### [Problem to work on]
Which lines in the material below contain the word "this" with matching case? Pick out each of those lines and copy it in full.

### [Records to process]
* * * * *

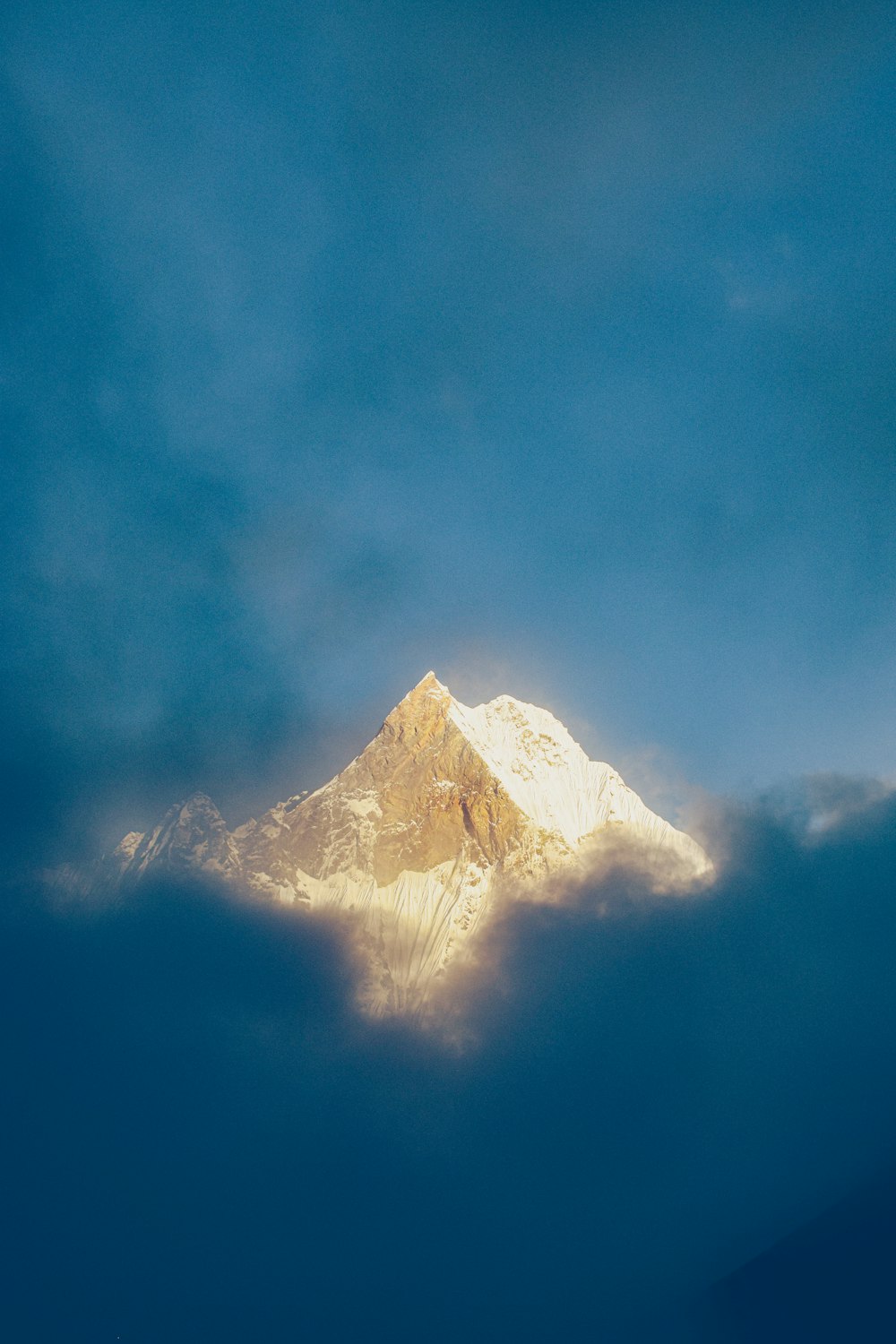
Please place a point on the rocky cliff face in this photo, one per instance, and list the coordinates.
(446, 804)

* * * * *

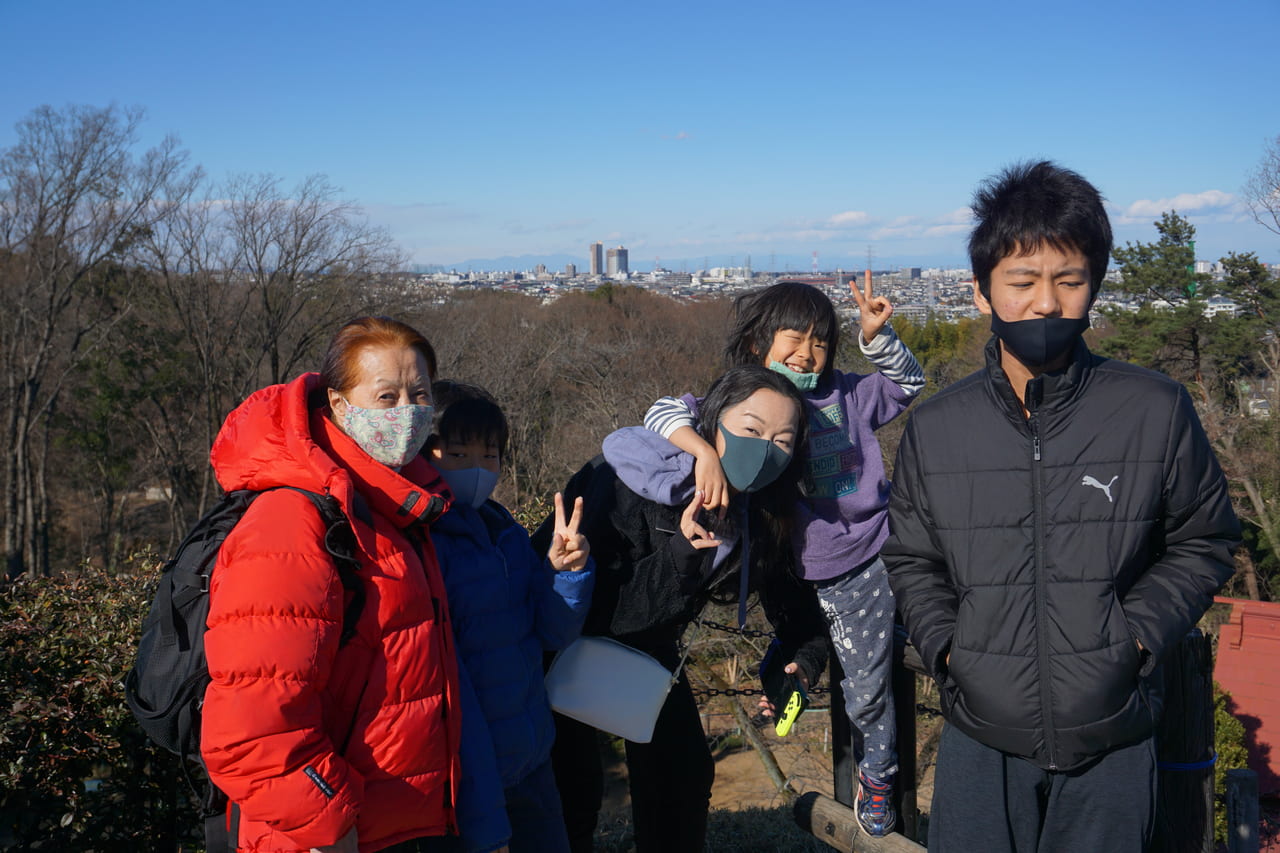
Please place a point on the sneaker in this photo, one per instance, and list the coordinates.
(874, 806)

* * * * *

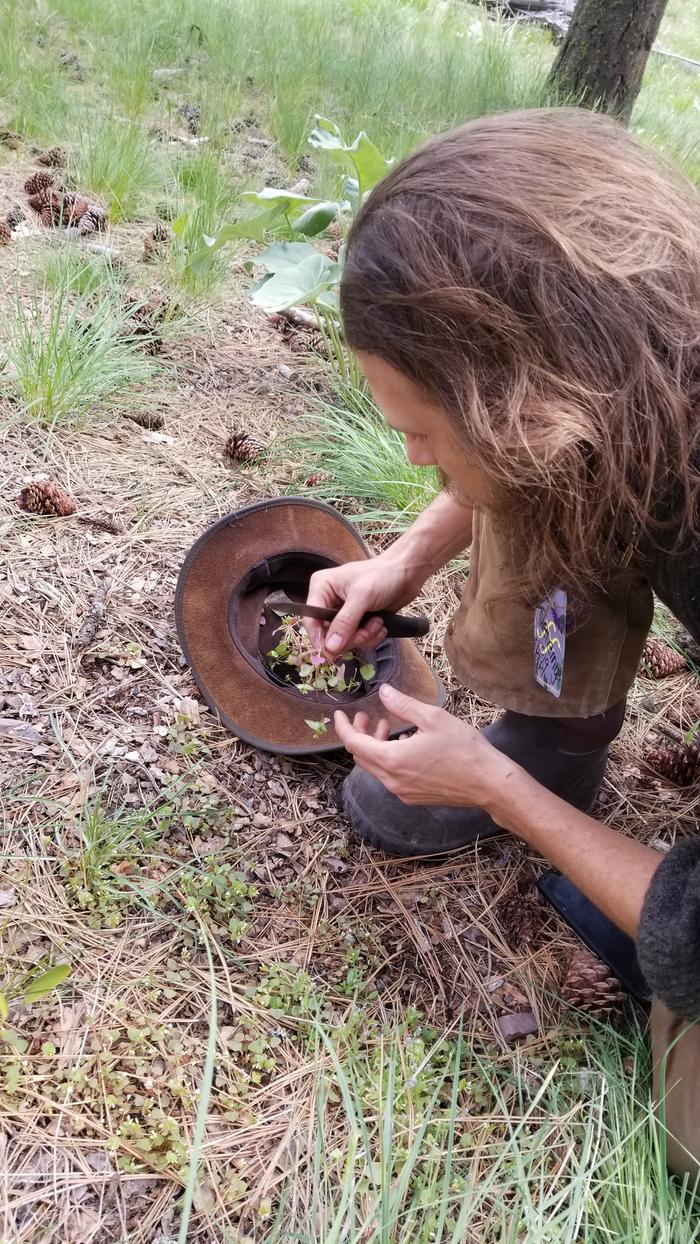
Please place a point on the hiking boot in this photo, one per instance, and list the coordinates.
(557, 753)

* * * * *

### [Exercise result]
Please place a point on the rocky cliff face in this photo, one per instance, and list the coordinates.
Please place a point on the sneaker in this photo, one per instance, and list the coordinates.
Please place a point on the hiking boot in this photo, one per instance, and list the coordinates.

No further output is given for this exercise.